### EXTRACT TO READ

## start

Shaw v. Gee

Decision Date19 October 2018
Docket Number16 CVS 3878
Citation2018 NCBC 108
PartiesJAMES S. SHAW in the right of GVEST PARTNERS, LLC, a North Carolina Limited Liability Company, Plaintiff, v. RAYMOND M. GEE, Defendant.
CourtSuperior Court of North Carolina

Robinson, Bradshaw & Hinson, P.A., by Julian H. Wright Jr. and Stuart L. Pratt, for Plaintiff James S. Shaw.

Baucom, Claytor, Benton, Morgan & Wood, P.A., by Rex C Morgan, for Defendant Raymond M. Gee.

ORDER AND OPINION ON PLAINTIFF'S POST-TRIAL MOTION

Adam M. Conrad Special Superior Court Judge.

1. Plaintiff James Shaw and Defendant Raymond Gee are former business partners-the co-members and co-managers of Gvest Partners, LLC ("Gvest"). In this derivative action, Shaw contends that Gee usurped a business opportunity belonging to Gvest, thereby breaching his fiduciary duty. After a seven-day trial, the jury found that Gee did so but that the doctrine of unclean hands barred Shaw's claim. Following the entry of final judgment, Shaw moved for judgment notwithstanding the verdict ("JNOV") or, alternatively, for a new trial. For the reasons set forth below, the Court DENIES the motion.

I. BACKGROUND

2. A previous opinion describes Shaw's allegations and claims for relief. See Shaw v. Gee, 2016 NCBC LEXIS 103 ( N.C. Super. Ct. Dec. 21, 2016). Here, the Court summarizes the trial testimony and other evidence, along with a brief description of the procedural posture.

A. Evidence at Trial

3. Shaw and Gee met as students at the University of Oklahoma but lost touch after graduation. Many years later, they reconnected and decided to do business together. Among other ventures, they formed Gvest in 2011 to buy, develop, and sell real estate. Shaw provided most of the capital for Gvest's investments, and Gee found and evaluated potential deals. On occasion, Shaw also lent Gee the money necessary to make his share of capital contributions to Gvest. As equal co-members and co-managers, though, neither had sole control of the entity. (See Shaw Tr. Ex. 1 § 4.3, Ex. 2.)

4. This case concerns Gvest's interest in developing roughly 700 acres of land- referred to as either Sherrills Ford or Key Harbor-along the northwest shore of Lake Norman in Catawba County. In August 2013, Gvest signed an agreement to purchase the 700 acres for $6.5 million. (Shaw Tr. Ex. 3.) Gvest's plan was to develop the property with investments from Shaw and Tyson Rhame, one of Shaw's business associates. Shaw, Gee, and several Gvest employees conducted due diligence for roughly six months, at a cost of $243, 000. These "hard costs" covered expenses for attorneys, land planners, civil engineers, and environmental studies but excluded any amounts for Gvest's time and effort. Shaw and Gee each made loans to Gvest to cover the due-diligence costs.

## end

### EXERCISE INSTRUCTIONS
1 > Answer these questions about the Shaw v. Gee opinion:
(a) How long did the trial last?
(b) In what year was Gvest formed?
(c) What price did Gvest agree to pay for the roughly 700 acres?
2 > Carry the Shaw v. Gee opinion forward by writing the paragraph that comes after its last sentence.

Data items
## start

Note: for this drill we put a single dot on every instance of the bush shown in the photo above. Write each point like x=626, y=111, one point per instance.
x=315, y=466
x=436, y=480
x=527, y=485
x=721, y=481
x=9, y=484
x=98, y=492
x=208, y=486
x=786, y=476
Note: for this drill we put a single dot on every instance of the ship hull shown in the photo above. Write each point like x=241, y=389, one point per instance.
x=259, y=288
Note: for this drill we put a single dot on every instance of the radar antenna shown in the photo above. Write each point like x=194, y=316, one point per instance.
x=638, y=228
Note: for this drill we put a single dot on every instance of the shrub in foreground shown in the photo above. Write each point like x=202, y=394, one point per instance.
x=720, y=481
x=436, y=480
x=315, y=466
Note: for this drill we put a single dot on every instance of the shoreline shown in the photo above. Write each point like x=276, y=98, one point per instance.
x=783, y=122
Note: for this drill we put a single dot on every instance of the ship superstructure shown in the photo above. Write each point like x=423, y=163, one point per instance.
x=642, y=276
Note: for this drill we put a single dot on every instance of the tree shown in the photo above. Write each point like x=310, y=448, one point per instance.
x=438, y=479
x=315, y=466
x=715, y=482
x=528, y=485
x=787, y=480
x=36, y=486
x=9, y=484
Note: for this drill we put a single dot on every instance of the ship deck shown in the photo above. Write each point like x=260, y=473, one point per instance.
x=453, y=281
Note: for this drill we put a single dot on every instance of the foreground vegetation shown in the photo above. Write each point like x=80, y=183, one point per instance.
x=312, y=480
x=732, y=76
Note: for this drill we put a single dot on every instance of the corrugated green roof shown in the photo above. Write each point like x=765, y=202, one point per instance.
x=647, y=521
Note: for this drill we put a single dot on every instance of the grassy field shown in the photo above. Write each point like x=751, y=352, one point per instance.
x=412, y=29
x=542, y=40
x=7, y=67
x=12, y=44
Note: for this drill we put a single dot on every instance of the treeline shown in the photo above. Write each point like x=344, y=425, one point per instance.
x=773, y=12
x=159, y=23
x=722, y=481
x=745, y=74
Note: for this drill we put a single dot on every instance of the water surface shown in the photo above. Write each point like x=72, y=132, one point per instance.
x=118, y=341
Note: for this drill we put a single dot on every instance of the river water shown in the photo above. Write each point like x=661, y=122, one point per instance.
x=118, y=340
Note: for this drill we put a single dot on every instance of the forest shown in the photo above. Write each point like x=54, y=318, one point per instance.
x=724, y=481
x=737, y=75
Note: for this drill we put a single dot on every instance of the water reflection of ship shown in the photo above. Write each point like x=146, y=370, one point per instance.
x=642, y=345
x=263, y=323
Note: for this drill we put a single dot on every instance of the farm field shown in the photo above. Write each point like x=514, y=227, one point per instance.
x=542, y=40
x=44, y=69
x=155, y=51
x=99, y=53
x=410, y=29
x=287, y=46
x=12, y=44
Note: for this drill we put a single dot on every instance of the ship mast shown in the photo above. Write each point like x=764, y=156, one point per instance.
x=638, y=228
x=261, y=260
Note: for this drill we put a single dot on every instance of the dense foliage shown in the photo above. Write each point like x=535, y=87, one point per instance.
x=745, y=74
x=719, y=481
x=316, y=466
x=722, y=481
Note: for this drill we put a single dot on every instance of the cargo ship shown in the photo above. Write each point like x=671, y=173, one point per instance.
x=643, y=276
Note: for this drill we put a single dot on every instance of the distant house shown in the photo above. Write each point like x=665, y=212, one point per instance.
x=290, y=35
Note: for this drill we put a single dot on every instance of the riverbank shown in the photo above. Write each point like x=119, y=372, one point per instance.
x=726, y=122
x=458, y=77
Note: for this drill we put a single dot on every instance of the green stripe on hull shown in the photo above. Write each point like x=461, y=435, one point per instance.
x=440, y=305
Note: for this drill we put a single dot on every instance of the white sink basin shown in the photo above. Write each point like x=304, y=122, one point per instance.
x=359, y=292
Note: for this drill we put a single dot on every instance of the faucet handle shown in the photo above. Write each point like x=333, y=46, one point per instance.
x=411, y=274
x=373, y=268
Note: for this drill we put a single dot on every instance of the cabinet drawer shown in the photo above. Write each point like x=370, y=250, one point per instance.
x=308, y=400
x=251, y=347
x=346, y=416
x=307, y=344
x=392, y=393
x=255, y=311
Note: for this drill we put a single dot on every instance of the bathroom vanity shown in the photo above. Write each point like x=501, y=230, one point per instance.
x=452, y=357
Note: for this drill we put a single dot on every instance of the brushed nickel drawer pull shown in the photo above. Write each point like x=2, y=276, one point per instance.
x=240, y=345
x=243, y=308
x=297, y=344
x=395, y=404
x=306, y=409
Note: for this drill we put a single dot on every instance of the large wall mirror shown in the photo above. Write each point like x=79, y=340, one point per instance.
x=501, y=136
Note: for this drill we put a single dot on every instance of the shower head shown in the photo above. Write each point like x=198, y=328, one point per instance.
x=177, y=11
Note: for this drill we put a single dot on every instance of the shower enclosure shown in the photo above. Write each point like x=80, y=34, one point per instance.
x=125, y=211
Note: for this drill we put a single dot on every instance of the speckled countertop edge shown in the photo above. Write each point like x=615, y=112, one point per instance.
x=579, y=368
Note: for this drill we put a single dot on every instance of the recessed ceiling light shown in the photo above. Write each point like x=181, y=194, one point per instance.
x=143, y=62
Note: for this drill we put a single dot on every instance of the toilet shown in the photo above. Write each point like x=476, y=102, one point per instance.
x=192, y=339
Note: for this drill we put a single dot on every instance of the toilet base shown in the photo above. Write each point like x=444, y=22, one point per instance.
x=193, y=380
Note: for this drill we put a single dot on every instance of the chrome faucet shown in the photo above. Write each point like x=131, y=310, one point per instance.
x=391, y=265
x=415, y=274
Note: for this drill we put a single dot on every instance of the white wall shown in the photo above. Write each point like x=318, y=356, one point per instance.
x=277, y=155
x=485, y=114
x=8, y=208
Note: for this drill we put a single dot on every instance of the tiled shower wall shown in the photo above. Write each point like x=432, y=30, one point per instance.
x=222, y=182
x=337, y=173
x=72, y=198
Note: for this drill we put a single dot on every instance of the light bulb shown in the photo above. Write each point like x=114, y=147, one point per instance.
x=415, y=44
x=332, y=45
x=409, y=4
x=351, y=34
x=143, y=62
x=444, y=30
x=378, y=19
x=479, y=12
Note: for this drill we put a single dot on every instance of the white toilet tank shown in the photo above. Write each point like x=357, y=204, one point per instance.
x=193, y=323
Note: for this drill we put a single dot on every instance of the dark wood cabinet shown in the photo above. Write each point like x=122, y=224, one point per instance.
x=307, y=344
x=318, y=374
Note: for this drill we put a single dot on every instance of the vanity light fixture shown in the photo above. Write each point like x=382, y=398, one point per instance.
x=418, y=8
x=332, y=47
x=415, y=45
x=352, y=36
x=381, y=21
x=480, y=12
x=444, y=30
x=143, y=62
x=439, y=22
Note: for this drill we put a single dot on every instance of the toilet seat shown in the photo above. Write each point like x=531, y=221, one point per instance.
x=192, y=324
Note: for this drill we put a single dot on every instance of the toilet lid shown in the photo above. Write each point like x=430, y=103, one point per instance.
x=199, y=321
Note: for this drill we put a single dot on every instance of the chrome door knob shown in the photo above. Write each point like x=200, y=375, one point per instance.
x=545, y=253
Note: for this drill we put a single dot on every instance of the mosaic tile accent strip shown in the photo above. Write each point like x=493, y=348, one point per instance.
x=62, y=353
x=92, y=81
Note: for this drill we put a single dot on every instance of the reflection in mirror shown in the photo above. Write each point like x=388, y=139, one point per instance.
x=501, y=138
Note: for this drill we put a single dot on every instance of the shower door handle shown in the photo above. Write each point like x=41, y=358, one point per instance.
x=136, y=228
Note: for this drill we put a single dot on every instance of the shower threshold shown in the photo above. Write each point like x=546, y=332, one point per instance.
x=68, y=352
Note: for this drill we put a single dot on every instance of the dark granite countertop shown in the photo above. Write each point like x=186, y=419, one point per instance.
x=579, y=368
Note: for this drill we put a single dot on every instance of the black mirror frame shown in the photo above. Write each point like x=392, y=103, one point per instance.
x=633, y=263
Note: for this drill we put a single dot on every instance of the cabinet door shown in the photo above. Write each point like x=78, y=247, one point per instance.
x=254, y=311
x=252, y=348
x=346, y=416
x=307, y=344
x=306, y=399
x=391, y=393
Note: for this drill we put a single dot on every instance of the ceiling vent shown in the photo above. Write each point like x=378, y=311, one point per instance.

## end

### ANSWERS FOR THE EXERCISE
1 >
(a) Seven days.
(b) 2011.
(c) $6.5 million.

2 >
5. During this period, the relationship between Shaw and Gee grew tense. Shaw accused Gee of absenteeism; Gee believed Shaw was exerting his economic leverage more as an adversary than as a co-manager. By early 2014, this personal friction had paved the way for a serious business quarrel. Shaw expressed his fear that Gvest's developer, John Bell, would leave the company over difficulties in working with Gee. (Gee Tr. Ex. 37 at 1.) Shaw also believed Gee had agreed to reduce his equity in one of their projects (known as Yards at NoDa) and that this equity would be offered to Bell as an incentive to stay. (Shaw Tr. Ex. 14 at 5.) But Gee denied any such agreement and refused to cede his equity to Bell. (Shaw Tr. Ex. 14 at 3.) In a heated e-mail exchange on March 10, 2014, Shaw demanded to be "immediately reimbursed" for the loans he had made to Gee. (Shaw Tr. Ex. 14 at 2.) He also told Gee that he was "over with this relationship" and "through" with Gee. (Gee Tr. Ex. 37 at 1.)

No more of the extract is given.